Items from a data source
• • •
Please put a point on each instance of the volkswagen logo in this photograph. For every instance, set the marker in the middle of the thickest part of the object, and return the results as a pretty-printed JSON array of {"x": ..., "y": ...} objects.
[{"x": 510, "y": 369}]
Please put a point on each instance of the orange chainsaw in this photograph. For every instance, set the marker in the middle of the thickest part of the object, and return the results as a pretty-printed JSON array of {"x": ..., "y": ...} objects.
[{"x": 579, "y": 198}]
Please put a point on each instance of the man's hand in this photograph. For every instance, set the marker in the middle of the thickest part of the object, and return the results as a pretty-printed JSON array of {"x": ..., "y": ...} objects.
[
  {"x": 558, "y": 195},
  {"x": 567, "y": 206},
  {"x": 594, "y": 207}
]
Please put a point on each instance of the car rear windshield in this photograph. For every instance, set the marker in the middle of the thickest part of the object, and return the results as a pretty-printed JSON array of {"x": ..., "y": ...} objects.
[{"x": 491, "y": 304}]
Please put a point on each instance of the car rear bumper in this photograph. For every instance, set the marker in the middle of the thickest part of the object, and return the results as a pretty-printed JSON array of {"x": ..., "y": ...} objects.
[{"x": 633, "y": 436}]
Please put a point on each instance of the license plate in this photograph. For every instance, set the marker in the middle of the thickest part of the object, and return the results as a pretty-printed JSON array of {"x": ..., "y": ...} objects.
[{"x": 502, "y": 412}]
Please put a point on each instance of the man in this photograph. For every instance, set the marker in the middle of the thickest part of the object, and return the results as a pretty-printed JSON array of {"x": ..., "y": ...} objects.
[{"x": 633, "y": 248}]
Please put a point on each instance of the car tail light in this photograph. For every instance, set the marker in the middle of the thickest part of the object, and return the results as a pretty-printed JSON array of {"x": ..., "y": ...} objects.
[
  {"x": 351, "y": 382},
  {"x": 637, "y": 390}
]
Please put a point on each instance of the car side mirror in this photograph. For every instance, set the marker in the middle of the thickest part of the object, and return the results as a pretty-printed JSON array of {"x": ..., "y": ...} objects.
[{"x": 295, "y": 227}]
• • •
## Task description:
Nothing in the records may be dropped; reproduce them exactly.

## Solution for this problem:
Please put a point on each instance of the volkswagen logo in this photograph. For every instance, set the marker in the middle of the thickest part of the object, and return the results as a pretty-printed JSON array of {"x": ..., "y": ...} objects.
[{"x": 510, "y": 369}]
Please put a point on each instance of the orange chainsaw in this photograph. For every instance, set the marker in the middle of the thickest part of the object, and return the results as a pretty-printed JSON array of {"x": ..., "y": ...} objects.
[{"x": 579, "y": 198}]
Please put a point on each instance of the man's hand in this photograph. For every instance, set the marker in the middle of the thickest part of the object, and return the results as a pretty-printed JSON array of {"x": ..., "y": ...} objects.
[
  {"x": 558, "y": 195},
  {"x": 567, "y": 206},
  {"x": 594, "y": 207}
]
Please put a point on each instance of the car rear windshield in this photograph. For every instance, set the marker in the middle of the thickest part of the object, and return the results as a pretty-printed JSON array of {"x": ..., "y": ...} objects.
[{"x": 491, "y": 304}]
Please put a point on each instance of the car rear bumper in this photograph. For every instance, set the marker in the middle of the thickest part of the object, and return the results as a pretty-printed JSON array of {"x": ..., "y": ...} objects.
[{"x": 633, "y": 436}]
Please put a point on each instance of the license plate in this photograph. For every instance, set the marker in the middle of the thickest part of the object, and return the results as a pretty-printed JSON array of {"x": ..., "y": ...} objects.
[{"x": 502, "y": 412}]
Please put a point on each instance of the man in this photograph. For every instance, set the marker in the middle of the thickest part of the object, and return the results as a pretty-printed JSON array of {"x": ..., "y": ...} objects.
[{"x": 633, "y": 248}]
Please put a point on each instance of the car tail light in this photograph. For every instance, set the marker in the middle of the thickest part of the object, and return the results as a pretty-printed JSON array of {"x": ..., "y": ...} objects.
[
  {"x": 351, "y": 382},
  {"x": 637, "y": 390}
]
Please put a point on each instance of the car side mirror in this photograph. For every instance, set the marker in the middle of the thickest part of the object, and return the results as a pretty-printed JSON array of {"x": ..., "y": ...} objects.
[{"x": 295, "y": 227}]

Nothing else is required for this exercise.